Exercise aim> From the line containing "One keypoint belongs on each instance. Indicate the tram side" through the last line of the entries below, repeat each line word for word and leave out the rest.

[Object position labeling entries]
--
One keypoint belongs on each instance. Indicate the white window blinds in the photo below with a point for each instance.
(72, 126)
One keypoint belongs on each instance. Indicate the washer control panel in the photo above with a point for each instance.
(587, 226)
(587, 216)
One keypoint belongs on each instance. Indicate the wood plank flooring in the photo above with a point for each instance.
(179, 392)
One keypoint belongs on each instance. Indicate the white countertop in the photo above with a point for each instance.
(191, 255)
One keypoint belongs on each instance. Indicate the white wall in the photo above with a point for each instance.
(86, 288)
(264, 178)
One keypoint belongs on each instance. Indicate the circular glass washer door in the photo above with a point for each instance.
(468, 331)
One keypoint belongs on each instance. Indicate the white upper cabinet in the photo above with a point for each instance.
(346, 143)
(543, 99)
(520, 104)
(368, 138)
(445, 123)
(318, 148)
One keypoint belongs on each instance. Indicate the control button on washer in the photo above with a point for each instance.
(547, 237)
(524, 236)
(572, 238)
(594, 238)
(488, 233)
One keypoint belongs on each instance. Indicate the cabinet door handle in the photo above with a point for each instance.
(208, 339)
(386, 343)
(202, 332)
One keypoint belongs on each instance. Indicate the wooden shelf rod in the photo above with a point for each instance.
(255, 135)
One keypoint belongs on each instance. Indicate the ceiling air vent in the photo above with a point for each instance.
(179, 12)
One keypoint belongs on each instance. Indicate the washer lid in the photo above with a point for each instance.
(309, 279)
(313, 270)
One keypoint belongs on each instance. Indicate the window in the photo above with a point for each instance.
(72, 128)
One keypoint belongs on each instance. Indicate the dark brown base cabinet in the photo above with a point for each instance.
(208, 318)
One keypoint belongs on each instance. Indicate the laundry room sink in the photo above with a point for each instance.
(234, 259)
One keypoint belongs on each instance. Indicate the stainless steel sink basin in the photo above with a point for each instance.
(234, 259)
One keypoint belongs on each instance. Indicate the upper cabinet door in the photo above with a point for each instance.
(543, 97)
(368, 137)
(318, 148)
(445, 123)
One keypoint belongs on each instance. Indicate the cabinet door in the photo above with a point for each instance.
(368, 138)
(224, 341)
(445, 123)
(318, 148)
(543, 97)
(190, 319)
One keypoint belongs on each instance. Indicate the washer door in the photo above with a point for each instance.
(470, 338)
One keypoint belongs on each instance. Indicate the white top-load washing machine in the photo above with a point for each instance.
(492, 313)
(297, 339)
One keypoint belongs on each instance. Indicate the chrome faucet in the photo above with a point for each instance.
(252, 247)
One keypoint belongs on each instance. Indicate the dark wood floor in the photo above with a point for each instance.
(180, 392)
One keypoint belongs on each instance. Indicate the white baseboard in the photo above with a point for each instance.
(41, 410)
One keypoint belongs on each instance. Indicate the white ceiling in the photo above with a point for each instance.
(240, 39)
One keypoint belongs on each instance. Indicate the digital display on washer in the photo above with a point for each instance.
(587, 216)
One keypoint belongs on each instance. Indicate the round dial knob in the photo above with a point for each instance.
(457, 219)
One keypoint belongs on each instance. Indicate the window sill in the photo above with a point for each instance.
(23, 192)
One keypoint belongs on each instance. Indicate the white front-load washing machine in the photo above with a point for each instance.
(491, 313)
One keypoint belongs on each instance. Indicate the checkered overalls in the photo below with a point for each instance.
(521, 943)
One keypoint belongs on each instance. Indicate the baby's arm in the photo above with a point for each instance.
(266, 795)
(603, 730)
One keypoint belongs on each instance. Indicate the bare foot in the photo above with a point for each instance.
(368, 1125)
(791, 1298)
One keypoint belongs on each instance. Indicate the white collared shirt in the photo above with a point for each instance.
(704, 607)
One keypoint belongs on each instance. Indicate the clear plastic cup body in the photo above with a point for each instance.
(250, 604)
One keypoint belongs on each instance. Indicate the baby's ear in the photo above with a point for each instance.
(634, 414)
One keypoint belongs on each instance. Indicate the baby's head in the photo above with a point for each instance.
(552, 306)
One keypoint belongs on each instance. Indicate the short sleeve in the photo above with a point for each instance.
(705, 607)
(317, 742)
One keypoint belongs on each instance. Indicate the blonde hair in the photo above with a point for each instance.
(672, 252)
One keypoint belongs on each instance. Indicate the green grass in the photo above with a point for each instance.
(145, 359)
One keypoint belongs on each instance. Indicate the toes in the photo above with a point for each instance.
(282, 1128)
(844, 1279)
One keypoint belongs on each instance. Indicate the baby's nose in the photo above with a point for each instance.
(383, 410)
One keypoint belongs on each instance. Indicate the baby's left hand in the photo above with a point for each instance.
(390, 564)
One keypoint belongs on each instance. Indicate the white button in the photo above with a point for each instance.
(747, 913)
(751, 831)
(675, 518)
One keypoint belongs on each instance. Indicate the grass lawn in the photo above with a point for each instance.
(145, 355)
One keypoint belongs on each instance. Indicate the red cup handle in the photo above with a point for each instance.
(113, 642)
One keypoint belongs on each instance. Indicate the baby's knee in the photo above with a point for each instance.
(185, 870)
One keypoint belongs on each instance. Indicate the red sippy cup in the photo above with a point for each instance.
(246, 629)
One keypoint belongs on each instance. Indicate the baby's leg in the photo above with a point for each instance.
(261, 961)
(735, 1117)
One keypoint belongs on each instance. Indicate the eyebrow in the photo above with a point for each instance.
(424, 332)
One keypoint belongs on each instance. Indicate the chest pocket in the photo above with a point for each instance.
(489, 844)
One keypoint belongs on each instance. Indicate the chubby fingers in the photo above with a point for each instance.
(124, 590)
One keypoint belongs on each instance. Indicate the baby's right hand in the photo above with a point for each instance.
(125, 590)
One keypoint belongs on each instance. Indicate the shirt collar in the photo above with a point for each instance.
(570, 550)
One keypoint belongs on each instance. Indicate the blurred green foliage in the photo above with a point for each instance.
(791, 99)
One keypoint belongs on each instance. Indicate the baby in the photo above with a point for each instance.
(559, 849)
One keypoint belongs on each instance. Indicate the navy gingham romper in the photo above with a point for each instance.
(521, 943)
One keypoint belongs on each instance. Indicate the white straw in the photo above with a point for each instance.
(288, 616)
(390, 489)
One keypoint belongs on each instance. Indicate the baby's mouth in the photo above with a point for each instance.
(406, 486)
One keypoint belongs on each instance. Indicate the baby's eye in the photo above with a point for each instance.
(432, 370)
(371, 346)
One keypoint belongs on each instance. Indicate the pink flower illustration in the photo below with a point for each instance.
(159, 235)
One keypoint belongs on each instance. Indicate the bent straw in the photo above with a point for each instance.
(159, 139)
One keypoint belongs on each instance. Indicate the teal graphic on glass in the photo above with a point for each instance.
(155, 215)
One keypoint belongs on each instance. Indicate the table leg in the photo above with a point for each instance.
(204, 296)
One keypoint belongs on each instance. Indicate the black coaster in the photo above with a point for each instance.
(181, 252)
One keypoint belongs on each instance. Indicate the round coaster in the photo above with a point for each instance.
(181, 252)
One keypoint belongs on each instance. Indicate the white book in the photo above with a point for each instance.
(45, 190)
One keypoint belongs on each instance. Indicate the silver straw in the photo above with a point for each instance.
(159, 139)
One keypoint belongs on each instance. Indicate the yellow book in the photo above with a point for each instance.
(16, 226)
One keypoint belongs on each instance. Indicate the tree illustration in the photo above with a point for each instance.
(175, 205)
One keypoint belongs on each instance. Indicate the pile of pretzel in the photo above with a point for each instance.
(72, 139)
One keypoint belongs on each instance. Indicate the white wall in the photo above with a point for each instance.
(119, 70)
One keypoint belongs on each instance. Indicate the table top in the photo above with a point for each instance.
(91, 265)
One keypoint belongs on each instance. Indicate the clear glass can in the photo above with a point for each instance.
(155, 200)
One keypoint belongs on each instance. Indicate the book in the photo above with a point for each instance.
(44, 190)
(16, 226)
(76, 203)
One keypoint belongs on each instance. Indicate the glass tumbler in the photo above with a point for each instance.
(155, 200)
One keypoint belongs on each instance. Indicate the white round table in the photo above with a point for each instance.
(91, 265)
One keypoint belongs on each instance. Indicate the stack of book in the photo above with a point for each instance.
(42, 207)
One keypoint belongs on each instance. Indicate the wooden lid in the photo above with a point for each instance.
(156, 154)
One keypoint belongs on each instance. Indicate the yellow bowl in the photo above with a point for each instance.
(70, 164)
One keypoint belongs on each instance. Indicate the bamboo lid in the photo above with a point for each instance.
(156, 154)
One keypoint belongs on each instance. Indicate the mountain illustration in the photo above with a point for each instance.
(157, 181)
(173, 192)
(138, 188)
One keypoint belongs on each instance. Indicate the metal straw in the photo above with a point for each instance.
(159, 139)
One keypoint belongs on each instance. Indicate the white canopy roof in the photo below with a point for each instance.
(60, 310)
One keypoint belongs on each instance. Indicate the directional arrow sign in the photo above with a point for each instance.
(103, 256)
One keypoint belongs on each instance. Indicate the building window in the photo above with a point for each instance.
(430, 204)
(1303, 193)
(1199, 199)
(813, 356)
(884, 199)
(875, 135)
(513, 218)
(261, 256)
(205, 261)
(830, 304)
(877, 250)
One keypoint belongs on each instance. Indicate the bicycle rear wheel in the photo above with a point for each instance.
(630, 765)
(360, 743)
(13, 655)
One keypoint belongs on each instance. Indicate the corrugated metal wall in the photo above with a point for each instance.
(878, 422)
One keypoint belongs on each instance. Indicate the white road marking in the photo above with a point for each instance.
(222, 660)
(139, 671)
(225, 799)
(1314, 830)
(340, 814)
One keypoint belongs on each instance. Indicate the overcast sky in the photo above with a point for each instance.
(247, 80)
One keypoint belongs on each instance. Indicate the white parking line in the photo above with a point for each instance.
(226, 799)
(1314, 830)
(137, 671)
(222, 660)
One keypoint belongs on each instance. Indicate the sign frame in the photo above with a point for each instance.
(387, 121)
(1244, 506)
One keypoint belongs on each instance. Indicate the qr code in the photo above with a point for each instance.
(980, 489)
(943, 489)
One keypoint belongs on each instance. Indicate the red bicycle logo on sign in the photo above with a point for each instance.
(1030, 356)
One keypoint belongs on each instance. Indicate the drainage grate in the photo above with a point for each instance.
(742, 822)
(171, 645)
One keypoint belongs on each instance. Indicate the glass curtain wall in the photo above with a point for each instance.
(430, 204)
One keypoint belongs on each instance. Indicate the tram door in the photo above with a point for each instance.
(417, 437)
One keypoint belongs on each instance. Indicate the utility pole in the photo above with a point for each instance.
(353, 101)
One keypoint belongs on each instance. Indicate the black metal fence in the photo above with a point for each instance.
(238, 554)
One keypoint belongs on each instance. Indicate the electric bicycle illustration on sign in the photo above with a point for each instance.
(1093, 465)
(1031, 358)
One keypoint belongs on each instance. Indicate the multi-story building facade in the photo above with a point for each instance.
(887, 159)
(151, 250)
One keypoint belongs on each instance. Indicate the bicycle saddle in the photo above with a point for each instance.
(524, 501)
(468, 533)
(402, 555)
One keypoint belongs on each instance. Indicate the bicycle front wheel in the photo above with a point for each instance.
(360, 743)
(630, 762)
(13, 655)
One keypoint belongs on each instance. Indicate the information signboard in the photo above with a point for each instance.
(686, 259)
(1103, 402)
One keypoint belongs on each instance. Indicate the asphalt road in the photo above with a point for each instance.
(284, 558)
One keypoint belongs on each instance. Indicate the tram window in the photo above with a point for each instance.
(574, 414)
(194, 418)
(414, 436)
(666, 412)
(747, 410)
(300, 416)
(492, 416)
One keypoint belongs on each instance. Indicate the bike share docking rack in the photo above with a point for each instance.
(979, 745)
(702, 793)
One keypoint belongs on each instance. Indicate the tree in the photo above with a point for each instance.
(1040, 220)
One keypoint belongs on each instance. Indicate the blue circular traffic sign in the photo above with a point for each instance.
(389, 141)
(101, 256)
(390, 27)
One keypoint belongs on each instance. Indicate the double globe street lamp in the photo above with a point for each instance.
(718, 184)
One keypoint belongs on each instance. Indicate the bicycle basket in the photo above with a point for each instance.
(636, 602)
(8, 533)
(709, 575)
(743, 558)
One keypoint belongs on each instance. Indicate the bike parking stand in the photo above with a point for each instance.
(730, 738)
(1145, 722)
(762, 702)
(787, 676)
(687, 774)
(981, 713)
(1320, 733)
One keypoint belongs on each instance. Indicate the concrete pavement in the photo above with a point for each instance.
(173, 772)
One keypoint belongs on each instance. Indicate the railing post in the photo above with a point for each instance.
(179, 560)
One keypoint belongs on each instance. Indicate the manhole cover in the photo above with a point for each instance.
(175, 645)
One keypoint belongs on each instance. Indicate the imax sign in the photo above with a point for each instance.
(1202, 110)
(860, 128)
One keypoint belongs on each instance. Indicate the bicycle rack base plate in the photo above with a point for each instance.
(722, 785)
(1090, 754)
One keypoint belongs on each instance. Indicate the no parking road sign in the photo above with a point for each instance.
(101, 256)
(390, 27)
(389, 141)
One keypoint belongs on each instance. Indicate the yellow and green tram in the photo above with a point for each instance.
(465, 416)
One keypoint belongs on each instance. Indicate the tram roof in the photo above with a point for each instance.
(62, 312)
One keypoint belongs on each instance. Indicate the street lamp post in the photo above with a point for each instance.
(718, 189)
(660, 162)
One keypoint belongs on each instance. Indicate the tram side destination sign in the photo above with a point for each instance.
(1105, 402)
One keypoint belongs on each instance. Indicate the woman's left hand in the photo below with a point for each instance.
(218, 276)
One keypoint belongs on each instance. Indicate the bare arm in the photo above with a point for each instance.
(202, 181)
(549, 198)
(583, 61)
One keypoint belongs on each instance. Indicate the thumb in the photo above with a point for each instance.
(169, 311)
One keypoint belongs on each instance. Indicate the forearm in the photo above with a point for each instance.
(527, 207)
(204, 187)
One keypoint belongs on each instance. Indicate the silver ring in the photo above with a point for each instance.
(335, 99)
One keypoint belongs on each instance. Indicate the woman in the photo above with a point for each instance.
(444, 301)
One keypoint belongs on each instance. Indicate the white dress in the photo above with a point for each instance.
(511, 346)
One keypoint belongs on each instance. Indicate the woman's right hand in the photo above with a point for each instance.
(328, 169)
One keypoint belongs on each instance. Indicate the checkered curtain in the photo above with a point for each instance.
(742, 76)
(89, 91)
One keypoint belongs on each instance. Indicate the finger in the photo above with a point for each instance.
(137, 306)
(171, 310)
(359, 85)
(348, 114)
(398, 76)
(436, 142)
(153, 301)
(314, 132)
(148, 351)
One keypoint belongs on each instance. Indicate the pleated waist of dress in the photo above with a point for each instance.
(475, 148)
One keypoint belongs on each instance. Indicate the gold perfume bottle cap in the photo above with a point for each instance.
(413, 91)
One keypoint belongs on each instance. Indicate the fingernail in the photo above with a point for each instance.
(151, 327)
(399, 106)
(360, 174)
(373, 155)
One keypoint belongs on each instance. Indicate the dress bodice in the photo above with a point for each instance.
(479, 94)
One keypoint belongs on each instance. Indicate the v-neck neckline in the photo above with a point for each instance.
--
Correct output>
One keypoint belongs on each instance. Indicate the tram side destination sign in the photo above with a point for each instance.
(1105, 402)
One keypoint belongs on each instance. Indicate the woman's left hand in the photo below with a point for each instance.
(218, 276)
One keypoint belongs on each instance. Indicate the bare arm in the photo above with a point for each instance.
(202, 181)
(549, 198)
(583, 61)
One keypoint belongs on each instance. Indicate the thumb in the photo above with a point for each instance.
(169, 311)
One keypoint belongs on each instance. Indicate the forearm in the photo above with a point for each instance.
(527, 207)
(204, 187)
One keypoint belongs on each instance. Indicate the silver ring in the photo above with a point for each instance.
(335, 99)
One keypoint belongs on each instance. Indicate the woman in the photo above with a point for each instance.
(444, 301)
One keypoint belongs on each instance. Indicate the white dress in the photo above with a point for each instance.
(511, 346)
One keypoint belongs on each instance. Indicate the woman's right hand in the photo above with a point for each instance.
(328, 169)
One keypoint belongs on each instance. Indicate the checkered curtain in the photo above with a point for each instance.
(742, 76)
(89, 91)
One keypoint belongs on each instance. Indicate the finger in the photo above with a point for each instance.
(137, 306)
(171, 310)
(359, 85)
(348, 114)
(398, 76)
(436, 142)
(153, 301)
(314, 132)
(148, 351)
One keypoint belongs on each instance. Indicate the pleated waist of dress in the photo above with a point for each instance.
(475, 148)
One keypoint belongs on each instance. Indicate the gold perfume bottle cap in the photo above with a point for each instance.
(413, 91)
One keypoint belongs on each instance. Indicate the fingernail in the photo above with a point for each instance.
(151, 327)
(399, 106)
(360, 174)
(373, 155)
One keypoint belongs on each instance. Indicate the dress bodice in the photo above with a point for each instance.
(479, 94)
One keypoint belongs on each instance. Indicate the v-neck neckline in the photo above with a point for each instance.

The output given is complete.